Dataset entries
------------------------------------------------------------------------
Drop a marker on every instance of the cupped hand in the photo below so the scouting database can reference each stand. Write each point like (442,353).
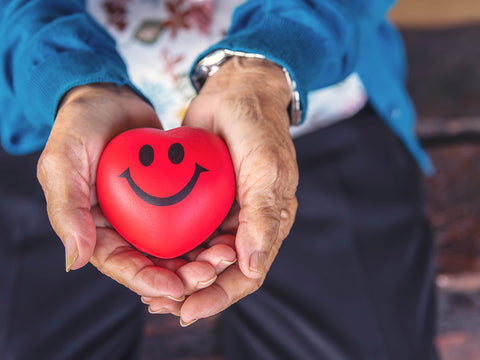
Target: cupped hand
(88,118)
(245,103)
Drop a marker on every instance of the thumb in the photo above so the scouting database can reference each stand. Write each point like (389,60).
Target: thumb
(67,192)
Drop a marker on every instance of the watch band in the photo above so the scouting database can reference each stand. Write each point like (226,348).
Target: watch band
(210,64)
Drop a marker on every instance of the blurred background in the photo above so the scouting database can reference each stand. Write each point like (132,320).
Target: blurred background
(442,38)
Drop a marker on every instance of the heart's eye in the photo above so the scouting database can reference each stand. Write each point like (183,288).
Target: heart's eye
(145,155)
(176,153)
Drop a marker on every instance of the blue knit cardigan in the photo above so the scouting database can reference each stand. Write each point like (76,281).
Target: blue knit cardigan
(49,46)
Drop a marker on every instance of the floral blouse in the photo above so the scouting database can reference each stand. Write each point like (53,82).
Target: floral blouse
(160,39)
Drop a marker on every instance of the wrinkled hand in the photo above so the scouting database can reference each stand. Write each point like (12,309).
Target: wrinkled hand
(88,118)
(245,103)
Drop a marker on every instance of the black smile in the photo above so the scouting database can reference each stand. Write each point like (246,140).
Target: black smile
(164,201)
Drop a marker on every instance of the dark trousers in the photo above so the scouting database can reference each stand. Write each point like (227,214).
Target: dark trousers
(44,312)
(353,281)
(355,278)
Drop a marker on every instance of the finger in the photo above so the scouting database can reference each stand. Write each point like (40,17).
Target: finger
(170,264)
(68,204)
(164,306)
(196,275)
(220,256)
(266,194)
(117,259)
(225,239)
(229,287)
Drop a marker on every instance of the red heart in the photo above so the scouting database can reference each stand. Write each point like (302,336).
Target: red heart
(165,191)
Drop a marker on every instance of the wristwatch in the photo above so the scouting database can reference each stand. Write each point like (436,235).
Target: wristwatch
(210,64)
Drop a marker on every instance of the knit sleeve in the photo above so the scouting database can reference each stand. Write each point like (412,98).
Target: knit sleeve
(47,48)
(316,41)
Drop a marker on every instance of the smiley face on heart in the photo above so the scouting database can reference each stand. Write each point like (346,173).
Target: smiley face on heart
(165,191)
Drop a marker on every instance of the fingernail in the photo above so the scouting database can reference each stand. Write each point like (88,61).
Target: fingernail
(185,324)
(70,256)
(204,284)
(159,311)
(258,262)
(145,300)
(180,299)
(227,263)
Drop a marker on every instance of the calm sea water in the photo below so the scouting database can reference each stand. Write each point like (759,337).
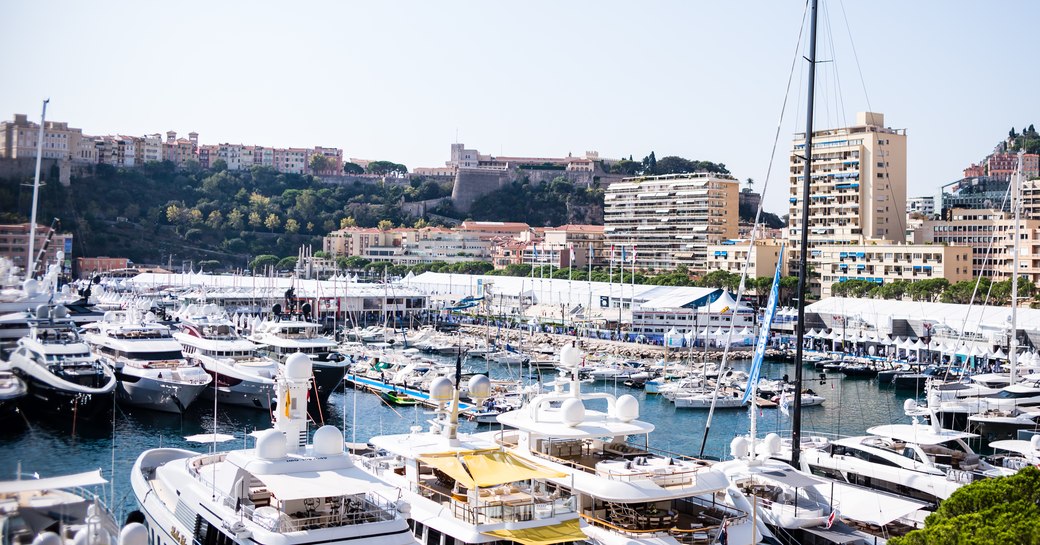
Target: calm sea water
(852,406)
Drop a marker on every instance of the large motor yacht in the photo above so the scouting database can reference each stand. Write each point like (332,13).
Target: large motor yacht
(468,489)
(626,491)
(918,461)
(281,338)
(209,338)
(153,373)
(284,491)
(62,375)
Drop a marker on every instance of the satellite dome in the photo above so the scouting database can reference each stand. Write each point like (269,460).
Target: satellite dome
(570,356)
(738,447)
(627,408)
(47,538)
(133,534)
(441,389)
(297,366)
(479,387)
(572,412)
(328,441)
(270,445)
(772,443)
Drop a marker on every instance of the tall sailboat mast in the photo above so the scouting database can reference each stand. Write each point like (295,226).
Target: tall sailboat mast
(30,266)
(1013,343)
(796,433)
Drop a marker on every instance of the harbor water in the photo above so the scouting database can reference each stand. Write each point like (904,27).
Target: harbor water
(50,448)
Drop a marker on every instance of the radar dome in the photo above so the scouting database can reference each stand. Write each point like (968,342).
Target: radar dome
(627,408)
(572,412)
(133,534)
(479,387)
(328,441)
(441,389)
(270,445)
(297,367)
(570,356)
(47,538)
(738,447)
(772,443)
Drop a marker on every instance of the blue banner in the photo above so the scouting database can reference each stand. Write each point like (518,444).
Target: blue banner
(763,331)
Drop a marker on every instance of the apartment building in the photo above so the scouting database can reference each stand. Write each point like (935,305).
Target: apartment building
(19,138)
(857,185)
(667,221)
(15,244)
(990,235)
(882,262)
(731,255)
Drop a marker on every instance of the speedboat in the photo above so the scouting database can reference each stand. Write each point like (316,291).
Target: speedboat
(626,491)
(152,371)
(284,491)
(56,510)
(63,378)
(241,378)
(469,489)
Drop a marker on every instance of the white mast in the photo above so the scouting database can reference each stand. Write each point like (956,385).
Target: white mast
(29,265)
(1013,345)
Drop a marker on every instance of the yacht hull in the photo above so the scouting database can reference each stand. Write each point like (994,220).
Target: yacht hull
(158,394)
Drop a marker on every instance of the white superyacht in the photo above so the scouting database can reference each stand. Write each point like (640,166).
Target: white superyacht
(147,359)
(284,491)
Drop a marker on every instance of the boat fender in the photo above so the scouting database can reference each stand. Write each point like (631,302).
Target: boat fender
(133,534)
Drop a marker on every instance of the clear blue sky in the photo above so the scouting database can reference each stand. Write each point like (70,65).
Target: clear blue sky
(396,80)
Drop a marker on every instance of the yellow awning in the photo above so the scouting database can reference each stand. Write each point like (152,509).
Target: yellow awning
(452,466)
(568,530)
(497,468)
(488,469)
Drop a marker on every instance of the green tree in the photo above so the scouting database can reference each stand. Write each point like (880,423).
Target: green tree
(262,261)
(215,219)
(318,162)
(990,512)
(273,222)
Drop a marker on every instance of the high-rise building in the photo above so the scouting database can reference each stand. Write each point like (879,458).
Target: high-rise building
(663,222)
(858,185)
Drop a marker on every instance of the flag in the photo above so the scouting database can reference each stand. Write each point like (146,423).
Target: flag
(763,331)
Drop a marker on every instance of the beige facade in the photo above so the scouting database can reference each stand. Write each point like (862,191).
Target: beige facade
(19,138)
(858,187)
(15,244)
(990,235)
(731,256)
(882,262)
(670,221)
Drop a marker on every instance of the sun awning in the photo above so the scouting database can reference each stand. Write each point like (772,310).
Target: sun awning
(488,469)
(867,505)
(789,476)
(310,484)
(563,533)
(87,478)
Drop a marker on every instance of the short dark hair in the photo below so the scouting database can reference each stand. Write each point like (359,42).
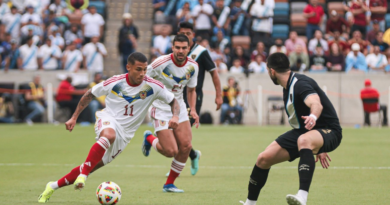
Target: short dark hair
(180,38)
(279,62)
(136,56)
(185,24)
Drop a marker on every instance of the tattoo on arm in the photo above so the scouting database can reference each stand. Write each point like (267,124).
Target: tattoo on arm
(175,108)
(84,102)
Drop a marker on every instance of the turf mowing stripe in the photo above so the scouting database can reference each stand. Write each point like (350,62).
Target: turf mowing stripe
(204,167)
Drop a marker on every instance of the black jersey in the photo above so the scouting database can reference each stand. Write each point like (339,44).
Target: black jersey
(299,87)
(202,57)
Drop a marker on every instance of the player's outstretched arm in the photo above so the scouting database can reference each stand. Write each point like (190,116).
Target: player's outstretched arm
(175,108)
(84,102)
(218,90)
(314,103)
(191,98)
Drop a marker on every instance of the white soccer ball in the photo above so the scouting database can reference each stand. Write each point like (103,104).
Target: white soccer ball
------------------------------------------------------------------------
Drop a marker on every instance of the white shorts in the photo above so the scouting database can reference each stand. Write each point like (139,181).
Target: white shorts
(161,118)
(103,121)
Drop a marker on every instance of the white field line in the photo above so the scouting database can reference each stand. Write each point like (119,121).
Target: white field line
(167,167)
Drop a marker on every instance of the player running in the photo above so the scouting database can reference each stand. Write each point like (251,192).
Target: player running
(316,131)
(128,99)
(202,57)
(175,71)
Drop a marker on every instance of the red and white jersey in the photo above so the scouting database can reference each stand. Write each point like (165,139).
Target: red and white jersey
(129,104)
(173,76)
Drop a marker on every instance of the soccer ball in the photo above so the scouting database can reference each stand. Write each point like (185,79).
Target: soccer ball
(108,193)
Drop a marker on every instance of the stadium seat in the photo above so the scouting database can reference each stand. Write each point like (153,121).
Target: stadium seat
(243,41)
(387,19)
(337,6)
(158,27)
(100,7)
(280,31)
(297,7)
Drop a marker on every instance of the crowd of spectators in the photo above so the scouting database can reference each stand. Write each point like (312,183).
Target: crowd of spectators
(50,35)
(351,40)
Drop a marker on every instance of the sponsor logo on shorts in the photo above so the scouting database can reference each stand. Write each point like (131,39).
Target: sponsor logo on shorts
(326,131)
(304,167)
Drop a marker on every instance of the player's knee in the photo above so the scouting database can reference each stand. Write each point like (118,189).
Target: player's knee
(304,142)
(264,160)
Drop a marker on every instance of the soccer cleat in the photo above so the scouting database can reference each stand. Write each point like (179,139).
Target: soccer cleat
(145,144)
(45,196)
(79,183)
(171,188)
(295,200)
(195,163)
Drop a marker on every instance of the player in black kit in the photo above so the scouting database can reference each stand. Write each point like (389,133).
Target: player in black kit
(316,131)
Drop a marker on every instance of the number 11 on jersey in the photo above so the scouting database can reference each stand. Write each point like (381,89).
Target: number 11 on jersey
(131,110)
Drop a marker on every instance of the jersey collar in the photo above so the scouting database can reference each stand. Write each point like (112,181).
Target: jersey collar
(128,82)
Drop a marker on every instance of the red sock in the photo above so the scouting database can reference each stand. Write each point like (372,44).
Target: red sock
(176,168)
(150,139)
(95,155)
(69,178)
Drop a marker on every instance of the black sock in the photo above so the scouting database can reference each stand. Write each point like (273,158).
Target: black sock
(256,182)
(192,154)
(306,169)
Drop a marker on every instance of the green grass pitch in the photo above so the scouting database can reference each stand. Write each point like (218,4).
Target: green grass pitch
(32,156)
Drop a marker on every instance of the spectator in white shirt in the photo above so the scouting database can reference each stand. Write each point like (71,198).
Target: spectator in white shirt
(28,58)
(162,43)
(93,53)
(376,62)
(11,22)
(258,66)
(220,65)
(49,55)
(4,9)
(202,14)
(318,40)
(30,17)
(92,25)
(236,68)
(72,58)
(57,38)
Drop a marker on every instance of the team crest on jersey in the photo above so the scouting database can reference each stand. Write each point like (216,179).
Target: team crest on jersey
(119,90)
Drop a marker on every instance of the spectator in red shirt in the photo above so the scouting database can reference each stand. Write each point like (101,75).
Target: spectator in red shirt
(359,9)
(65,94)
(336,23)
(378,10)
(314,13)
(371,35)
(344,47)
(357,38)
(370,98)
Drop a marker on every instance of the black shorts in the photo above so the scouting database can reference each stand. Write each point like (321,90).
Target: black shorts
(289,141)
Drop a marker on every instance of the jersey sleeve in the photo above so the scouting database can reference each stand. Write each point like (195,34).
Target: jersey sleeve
------------------------------------------------------------------------
ACTIVITY — If a line in the entries includes the word "below", copy that line out.

ANSWER SPACE —
Drop a marker on every instance of the cupped hand in the photo below so the scouting database can reference each stand. Write each point like (442,353).
Drop a marker on every instance of the calm sea water in the photo below so the scouting database can reference each stand. Write each point like (759,337).
Drop a marker on every instance of the short dark hair in the photo below so the scouting database can reference each stand. Write each point like (359,42).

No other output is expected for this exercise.